* BEGIN *

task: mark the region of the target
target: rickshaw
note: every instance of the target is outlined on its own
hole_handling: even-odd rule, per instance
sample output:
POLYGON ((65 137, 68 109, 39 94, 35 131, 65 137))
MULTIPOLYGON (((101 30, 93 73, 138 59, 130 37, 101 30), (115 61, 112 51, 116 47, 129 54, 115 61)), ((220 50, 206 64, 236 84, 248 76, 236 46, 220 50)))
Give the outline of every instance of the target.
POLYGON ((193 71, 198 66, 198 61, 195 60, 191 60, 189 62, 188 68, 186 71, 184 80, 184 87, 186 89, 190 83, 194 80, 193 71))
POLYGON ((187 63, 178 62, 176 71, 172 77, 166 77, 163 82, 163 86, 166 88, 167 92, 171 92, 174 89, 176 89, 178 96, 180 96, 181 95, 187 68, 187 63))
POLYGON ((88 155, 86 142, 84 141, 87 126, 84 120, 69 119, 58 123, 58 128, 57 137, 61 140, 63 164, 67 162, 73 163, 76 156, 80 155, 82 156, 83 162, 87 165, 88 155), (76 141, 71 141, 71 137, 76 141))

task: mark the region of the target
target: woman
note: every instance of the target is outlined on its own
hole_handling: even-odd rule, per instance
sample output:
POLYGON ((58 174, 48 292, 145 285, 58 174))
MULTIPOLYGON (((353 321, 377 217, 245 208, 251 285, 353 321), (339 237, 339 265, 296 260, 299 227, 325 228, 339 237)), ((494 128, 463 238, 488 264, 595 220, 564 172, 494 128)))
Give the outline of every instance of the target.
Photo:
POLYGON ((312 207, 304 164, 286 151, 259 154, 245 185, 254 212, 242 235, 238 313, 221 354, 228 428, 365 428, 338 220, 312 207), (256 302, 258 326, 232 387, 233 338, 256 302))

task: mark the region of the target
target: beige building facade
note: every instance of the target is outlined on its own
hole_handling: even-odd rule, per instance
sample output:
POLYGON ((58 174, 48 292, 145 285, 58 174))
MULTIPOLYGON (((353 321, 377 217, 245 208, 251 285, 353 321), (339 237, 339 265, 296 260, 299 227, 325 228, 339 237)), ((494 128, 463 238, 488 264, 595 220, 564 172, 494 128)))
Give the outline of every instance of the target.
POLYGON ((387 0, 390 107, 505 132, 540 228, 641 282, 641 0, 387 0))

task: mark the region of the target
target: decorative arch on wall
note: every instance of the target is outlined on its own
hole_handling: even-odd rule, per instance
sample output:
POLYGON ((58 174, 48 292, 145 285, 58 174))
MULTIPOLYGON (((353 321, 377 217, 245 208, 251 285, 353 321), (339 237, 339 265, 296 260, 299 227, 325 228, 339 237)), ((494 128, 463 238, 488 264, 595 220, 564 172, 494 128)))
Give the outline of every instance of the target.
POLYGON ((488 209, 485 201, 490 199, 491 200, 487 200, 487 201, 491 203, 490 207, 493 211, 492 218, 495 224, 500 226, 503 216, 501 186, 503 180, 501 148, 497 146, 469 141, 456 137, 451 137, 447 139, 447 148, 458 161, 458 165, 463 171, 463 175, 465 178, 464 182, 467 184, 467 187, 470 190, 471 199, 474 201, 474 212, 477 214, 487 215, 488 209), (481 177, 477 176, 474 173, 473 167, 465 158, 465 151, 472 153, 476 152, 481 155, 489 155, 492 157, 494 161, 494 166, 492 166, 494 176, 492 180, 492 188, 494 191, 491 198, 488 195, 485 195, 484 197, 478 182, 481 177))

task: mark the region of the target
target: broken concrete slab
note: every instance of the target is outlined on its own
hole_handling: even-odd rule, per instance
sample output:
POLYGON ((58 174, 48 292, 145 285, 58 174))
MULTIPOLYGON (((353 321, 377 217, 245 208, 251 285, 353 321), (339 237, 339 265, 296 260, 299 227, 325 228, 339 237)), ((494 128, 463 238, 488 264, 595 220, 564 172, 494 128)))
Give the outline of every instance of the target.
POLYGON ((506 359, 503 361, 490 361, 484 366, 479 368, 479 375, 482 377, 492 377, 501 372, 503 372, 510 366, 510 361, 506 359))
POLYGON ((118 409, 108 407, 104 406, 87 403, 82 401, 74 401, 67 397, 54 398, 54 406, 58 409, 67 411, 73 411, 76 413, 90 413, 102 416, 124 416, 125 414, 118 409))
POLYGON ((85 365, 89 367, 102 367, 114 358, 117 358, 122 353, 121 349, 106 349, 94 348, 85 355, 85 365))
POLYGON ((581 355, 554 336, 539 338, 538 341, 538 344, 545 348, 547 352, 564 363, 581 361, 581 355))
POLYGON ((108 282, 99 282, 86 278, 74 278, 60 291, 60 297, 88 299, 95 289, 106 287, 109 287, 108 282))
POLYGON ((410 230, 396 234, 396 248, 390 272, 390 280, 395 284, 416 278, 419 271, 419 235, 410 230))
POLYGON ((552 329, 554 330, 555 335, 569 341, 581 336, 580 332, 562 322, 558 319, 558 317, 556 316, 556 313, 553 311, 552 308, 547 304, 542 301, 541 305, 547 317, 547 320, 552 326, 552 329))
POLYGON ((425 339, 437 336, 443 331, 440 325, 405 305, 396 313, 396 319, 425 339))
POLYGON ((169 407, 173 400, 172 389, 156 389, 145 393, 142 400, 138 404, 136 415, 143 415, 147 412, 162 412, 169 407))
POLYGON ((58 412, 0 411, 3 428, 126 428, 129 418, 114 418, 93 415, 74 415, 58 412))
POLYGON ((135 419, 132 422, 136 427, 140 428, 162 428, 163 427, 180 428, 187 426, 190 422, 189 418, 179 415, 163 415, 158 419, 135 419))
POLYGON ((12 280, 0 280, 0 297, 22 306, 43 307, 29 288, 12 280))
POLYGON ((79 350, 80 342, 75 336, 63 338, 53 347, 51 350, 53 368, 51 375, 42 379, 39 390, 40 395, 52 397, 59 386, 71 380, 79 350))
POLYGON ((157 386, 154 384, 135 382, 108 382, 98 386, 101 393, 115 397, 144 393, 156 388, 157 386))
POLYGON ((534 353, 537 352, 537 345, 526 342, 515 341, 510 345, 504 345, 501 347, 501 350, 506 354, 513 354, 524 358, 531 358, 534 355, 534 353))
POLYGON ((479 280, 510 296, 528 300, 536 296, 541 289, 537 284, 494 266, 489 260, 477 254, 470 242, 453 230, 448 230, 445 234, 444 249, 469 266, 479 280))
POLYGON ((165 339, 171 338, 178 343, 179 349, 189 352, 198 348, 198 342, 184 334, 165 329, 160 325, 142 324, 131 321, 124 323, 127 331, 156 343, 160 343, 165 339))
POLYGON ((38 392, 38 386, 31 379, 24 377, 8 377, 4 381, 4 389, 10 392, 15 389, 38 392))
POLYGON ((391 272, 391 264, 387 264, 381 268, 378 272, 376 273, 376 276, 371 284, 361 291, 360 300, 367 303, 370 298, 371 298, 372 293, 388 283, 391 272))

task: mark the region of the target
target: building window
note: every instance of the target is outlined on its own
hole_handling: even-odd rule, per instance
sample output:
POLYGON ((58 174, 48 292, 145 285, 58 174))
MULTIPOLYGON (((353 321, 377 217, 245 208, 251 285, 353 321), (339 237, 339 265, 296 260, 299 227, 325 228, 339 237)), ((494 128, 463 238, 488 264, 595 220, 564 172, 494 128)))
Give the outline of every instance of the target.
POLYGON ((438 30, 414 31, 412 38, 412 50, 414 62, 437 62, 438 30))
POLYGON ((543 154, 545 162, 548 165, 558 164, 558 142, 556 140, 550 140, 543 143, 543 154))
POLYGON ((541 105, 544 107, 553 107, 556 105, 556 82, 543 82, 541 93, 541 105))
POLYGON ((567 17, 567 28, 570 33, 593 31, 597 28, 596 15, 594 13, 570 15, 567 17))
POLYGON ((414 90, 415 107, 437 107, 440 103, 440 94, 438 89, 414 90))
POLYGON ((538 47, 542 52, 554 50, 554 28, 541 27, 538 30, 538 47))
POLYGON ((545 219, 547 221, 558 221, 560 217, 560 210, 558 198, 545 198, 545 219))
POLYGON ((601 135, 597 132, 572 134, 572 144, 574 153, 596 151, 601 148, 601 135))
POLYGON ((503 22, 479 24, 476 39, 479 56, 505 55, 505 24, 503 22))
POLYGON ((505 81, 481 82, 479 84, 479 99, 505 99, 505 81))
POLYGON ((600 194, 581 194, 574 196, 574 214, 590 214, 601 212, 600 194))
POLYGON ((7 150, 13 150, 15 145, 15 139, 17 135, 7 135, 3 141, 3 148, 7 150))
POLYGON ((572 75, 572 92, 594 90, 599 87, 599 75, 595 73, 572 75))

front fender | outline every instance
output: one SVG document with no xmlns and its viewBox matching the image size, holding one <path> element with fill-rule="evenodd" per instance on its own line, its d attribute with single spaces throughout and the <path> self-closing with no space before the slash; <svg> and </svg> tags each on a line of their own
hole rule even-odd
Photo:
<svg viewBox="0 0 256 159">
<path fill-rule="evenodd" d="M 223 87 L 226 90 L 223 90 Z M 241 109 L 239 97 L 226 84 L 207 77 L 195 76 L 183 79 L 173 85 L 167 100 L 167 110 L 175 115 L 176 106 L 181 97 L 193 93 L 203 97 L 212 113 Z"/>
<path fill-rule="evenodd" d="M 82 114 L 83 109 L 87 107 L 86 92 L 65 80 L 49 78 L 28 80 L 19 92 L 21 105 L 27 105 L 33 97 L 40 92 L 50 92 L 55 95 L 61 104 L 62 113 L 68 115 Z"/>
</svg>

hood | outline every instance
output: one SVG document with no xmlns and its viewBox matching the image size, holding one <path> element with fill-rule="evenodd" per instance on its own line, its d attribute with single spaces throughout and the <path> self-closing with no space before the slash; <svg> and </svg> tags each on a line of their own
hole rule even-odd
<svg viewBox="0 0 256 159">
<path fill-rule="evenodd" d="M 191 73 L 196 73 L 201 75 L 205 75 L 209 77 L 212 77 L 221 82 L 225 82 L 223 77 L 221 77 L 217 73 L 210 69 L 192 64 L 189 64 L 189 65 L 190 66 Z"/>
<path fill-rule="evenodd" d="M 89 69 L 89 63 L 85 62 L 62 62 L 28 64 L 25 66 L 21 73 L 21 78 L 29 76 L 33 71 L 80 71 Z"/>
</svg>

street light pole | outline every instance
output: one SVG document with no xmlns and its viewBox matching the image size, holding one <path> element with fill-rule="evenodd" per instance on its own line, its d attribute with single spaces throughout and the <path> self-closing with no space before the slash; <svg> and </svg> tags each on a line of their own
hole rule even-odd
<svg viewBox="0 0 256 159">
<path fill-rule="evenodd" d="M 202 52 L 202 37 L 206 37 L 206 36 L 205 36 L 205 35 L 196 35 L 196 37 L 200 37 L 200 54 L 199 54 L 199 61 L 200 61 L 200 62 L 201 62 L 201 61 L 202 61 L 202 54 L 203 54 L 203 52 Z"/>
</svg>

* END *

Please render everything from the start of the listing down to and including the line containing "POLYGON ((187 63, 178" as a Markdown table with the columns Row and Line, numbering each line and leaving out blank ones.

| Row | Line |
|---|---|
| 1 | task: mark the region of the target |
| 2 | target: rickshaw |
| 3 | note: every instance of the target is outlined on its own |
| 4 | hole_handling: even-odd rule, per instance |
| 5 | sample output: |
| 6 | POLYGON ((65 137, 68 109, 39 94, 35 131, 65 137)) |
| 7 | MULTIPOLYGON (((101 30, 93 73, 138 59, 130 37, 101 30), (115 61, 112 51, 116 47, 129 54, 115 61)), ((220 50, 206 64, 236 84, 248 76, 236 46, 220 50))) |
| 8 | Give the outline of every instance of the target. |
| 9 | POLYGON ((193 71, 198 66, 198 61, 195 60, 191 60, 189 62, 188 68, 186 71, 184 80, 184 87, 186 89, 190 83, 194 80, 193 71)) |
| 10 | POLYGON ((187 63, 178 62, 176 71, 172 77, 166 77, 163 82, 163 86, 166 88, 167 92, 171 92, 174 89, 176 89, 178 96, 180 96, 181 95, 187 68, 187 63)) |